_REQUIRED ACTION 1_:
From the account of the doctor's visit below, return the passage between "The nurse came" and "seemed that way.", inclusive, unchanged.
_REQUIRED ACTION 2_:
In the account of the doctor's visit below, how much fluid did the interventionist radiologist remove?

_EXCERPT TO READ_:
* * *

Last Friday, my surgeon called and asked me to come see him at 1:30 pm today so we could go over the recent biopsy results of the fluid removed from the mass in my chest. In early December, I had a huge cyst that spanned from my breast/collarbone to my sternum/underarm drained and biopsied. The interventionist radiologist removed 360cc of fluid. I IMMEDIATELY felt relief — all praise be to Asclepius.
The nurse came out to the waiting area and called my name. Someone new. “Where’s MY nurse . . . dammit, I have no time to train a new one,” I thought.
Into the room, we went. I could hear my doctor talking to another patient next door. He seemed in a good mood, but then he always seemed that way.
The nurse took my blood pressure and pulse. Then she asked, “Are you in pain today?”
If there is one question that raises my hackles, it is this one. “Can’t you read my chart? See right there where it says the patient has fibromyalgia, osteoarthritis, nerve pain, and is on narcotic pain management. Pay attention.”
For a brief snarky second, I wanted to say, “Praise Jesus, I went to a Benny Hinn Miracle Meeting® on Saturday, and God healed me of everything except the cyst that is growing again in my chest.” Instead, I said, “Yes, I am always in pain.”
Then the nurse asked me another question that I despise answering, “On a scale of one to ten, what’s your pain level?”
I replied, “I hate pain charts. Pain charts are subjective, a waste of time.”

* * *

_DATASET EXCERPTS_:
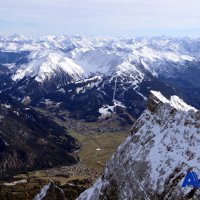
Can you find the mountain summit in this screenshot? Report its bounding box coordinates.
[78,91,200,200]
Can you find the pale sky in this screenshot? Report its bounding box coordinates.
[0,0,200,36]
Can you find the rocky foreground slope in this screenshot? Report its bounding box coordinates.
[78,91,200,200]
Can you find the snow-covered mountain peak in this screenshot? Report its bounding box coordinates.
[79,92,200,200]
[148,91,197,112]
[12,51,84,82]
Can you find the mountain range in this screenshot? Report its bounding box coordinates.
[0,35,200,123]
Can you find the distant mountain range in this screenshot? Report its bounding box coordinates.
[0,35,200,123]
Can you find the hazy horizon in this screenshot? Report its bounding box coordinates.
[0,0,200,37]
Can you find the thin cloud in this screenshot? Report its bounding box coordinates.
[0,0,200,35]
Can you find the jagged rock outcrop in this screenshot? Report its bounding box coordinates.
[78,91,200,200]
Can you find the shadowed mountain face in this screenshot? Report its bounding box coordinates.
[0,36,200,123]
[78,91,200,200]
[0,94,78,177]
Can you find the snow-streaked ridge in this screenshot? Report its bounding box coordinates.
[78,91,200,200]
[12,51,84,82]
[150,91,197,112]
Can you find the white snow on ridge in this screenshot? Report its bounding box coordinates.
[33,182,51,200]
[0,35,200,82]
[78,91,200,200]
[150,91,197,112]
[12,51,84,82]
[170,96,197,112]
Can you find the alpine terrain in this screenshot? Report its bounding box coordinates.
[78,91,200,200]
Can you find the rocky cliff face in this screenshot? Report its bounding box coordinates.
[78,91,200,200]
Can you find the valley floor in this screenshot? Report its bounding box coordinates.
[0,113,129,200]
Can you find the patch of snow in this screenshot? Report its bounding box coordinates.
[33,182,51,200]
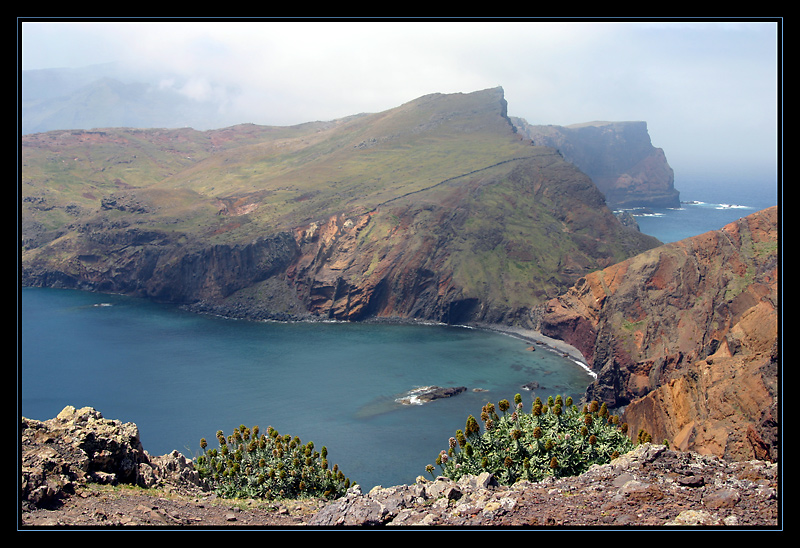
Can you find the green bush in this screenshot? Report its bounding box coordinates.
[427,394,641,485]
[196,425,350,500]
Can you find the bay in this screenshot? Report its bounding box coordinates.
[20,288,592,490]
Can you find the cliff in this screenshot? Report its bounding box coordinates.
[532,207,779,460]
[514,118,680,208]
[22,88,659,323]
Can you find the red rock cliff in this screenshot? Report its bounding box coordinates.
[533,207,779,459]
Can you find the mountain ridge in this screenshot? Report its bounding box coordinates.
[22,88,659,322]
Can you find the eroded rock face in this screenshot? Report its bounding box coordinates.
[21,406,199,506]
[515,119,680,208]
[533,207,779,459]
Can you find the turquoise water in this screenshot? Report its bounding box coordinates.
[21,179,777,489]
[21,288,592,489]
[635,181,778,243]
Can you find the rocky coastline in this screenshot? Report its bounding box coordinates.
[18,406,782,532]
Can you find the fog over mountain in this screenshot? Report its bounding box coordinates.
[20,19,780,187]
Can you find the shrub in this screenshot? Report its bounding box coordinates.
[196,425,350,500]
[427,394,642,485]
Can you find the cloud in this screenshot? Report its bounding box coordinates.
[22,21,777,182]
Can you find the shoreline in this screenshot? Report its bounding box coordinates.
[464,324,597,379]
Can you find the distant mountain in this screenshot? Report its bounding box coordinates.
[513,118,680,208]
[532,207,780,461]
[22,64,230,134]
[22,88,659,323]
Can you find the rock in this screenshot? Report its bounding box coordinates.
[397,386,467,405]
[21,406,200,506]
[21,407,779,528]
[531,207,780,460]
[514,118,680,209]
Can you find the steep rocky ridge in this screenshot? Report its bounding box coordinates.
[513,118,680,208]
[22,88,659,323]
[532,207,780,460]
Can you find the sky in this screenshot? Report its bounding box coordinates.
[19,19,782,193]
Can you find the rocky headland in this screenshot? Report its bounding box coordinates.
[18,406,781,531]
[531,207,780,461]
[20,88,780,528]
[513,118,680,209]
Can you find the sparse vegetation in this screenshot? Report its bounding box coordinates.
[427,394,649,485]
[196,425,350,500]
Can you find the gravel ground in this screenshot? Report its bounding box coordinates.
[19,446,782,531]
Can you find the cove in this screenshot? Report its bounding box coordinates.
[19,288,592,491]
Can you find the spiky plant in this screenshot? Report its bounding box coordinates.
[426,394,643,485]
[196,425,351,500]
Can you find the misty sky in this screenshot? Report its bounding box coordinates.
[21,20,782,189]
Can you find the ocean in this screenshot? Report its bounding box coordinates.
[19,178,777,491]
[632,181,778,243]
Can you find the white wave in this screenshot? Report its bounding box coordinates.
[717,204,750,209]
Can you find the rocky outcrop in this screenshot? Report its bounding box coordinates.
[397,386,467,405]
[20,407,780,531]
[309,444,777,527]
[532,207,780,459]
[513,118,680,208]
[21,88,659,323]
[20,406,200,507]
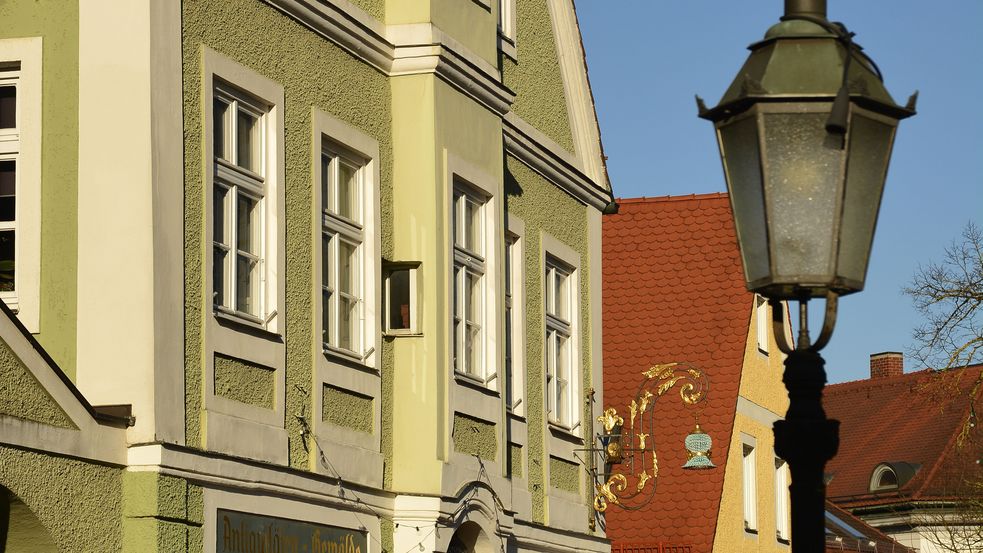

* * *

_EXERCISE SOLUTION 1_:
The nurse came out to the waiting area and called my name. Someone new. “Where’s MY nurse . . . dammit, I have no time to train a new one,” I thought.
Into the room, we went. I could hear my doctor talking to another patient next door. He seemed in a good mood, but then he always seemed that way.

_EXERCISE SOLUTION 2_:
360cc